:: Exercise ::
Output the entries word for word. Omit images.

[START Material for the task]

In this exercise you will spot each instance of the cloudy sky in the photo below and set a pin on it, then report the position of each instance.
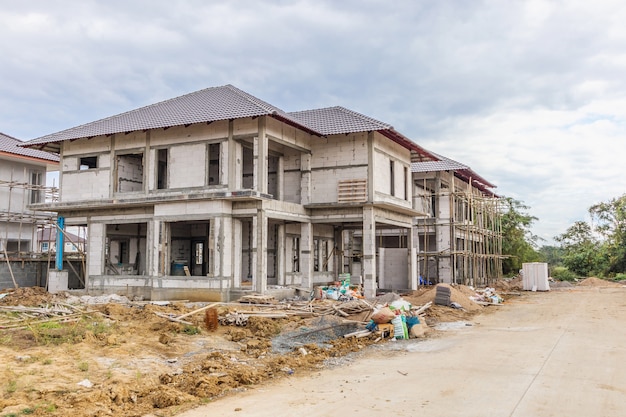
(530, 94)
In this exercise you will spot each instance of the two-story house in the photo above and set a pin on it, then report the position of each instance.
(217, 191)
(461, 236)
(22, 182)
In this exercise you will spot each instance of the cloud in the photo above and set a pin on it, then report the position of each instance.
(530, 94)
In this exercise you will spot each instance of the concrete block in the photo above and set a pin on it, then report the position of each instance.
(57, 281)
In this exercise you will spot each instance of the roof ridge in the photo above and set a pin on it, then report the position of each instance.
(254, 100)
(10, 137)
(361, 115)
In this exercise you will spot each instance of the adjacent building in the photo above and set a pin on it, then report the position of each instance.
(461, 236)
(22, 183)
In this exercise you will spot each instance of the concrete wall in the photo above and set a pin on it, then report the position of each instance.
(33, 273)
(393, 269)
(386, 152)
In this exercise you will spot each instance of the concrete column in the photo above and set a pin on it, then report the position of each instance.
(226, 244)
(280, 255)
(371, 172)
(95, 249)
(306, 254)
(60, 242)
(153, 246)
(260, 158)
(215, 248)
(259, 279)
(233, 153)
(305, 178)
(369, 252)
(236, 253)
(280, 174)
(413, 248)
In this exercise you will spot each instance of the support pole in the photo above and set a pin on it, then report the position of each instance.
(59, 254)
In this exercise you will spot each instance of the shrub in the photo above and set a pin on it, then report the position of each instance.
(563, 274)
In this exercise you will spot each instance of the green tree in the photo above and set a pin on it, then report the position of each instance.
(553, 255)
(582, 252)
(610, 218)
(518, 242)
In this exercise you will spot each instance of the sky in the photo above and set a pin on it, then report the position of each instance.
(530, 94)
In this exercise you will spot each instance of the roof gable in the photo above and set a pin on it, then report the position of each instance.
(9, 144)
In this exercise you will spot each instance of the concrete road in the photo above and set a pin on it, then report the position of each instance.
(561, 353)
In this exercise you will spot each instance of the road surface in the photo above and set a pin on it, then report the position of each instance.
(561, 353)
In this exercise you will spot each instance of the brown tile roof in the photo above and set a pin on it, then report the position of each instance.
(338, 120)
(223, 103)
(10, 145)
(208, 105)
(462, 171)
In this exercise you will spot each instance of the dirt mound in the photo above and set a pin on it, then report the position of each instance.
(561, 284)
(26, 296)
(597, 282)
(458, 294)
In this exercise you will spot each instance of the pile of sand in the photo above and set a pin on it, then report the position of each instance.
(28, 296)
(458, 294)
(597, 282)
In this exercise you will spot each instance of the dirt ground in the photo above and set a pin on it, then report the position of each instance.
(63, 356)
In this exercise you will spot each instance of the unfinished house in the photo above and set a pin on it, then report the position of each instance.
(217, 192)
(22, 183)
(461, 238)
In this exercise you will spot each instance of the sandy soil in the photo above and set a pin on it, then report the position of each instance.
(556, 353)
(127, 359)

[END Material for the task]

:: Solved problem ::
In this exercise you will spot each instance of the cloudy sky in the photo below and set a pin on it, then report the position of each instance.
(530, 94)
In this exercise you will spot each instance of the two-story house in the photo above and set a pin on it, then report the position of each instance.
(217, 191)
(461, 236)
(22, 182)
In this exercise you will spot each instance of the cloud in the photo above and set a pin on it, then report the position of each instance.
(530, 94)
In this exercise you will spot each instance of the concrete block in the photo above and set a pin on it, then report the position of each instance.
(57, 281)
In this exercise you will spot each instance of the roof ridge in the photo above and set a pin on it, then report the position of each instance.
(254, 100)
(10, 137)
(361, 115)
In this exercise you will spot each instance of the adjacent building in the photo above and set a pin on it, then report the position of each instance.
(461, 236)
(22, 183)
In this exercise you will spot each instance of the concrete wall in the photo above and set a pin on it, then report the position of each instance.
(33, 273)
(393, 269)
(386, 152)
In this exercise you will spot each instance of the concrete column in the photo above and set a pin on it, then report the position of each instance.
(226, 244)
(280, 255)
(371, 172)
(95, 249)
(306, 254)
(60, 242)
(153, 246)
(260, 158)
(215, 248)
(259, 279)
(233, 153)
(305, 178)
(369, 252)
(236, 253)
(280, 174)
(413, 248)
In this exercise you will spot each instance of the support pole in the photo above and set a pin on it, then report the position of each instance.
(59, 254)
In this exercise you will spot each instance of the shrub in the photo above and set a pin on it, then report the position of each instance.
(563, 274)
In this exercise you will spot each instance of the green tree in the photo above and set a pin on it, then report the position of each instance.
(553, 255)
(582, 252)
(610, 218)
(518, 242)
In this exercise you will spot each instance of the sky in the photo above and set a pin on it, then report the position of each instance.
(530, 94)
In this exercise you will spot each instance of the roof gable in the photo above and set a pin on it, then report the position of each instance.
(9, 144)
In this exercise you will spot each instance of the concrete road in the photo above and set a pin on it, then report the position of each instance.
(561, 353)
In this exercise you will spot each instance of the road surface in the photo above and set a pin on it, then report the position of each instance.
(561, 353)
In this exercise you will spot each instance of the brown tile roof in the photo above and set a pin on it, then report the position of each instance.
(338, 120)
(223, 103)
(10, 145)
(208, 105)
(462, 171)
In this exercise you will spot each instance of the dirt mound in the photo above and set a pin on it, then report the position of each instance.
(561, 284)
(26, 296)
(597, 282)
(458, 294)
In this exercise you will spot each instance of the pile of sand in the photo above and set a pin on it, then report the position of each instance.
(28, 296)
(458, 294)
(597, 282)
In this exercise you will spot each instance of the dirt ground in the photo above and set a pin on it, then report the position of each instance.
(63, 356)
In this exercise you will spot each instance of the unfinished house in the photo above and set a pin on it, then report the position of each instance.
(217, 192)
(22, 183)
(461, 238)
In this exercise you will spot each instance of the sandy soil in the photo above and set a pin on it, then report the position of each instance.
(556, 353)
(127, 359)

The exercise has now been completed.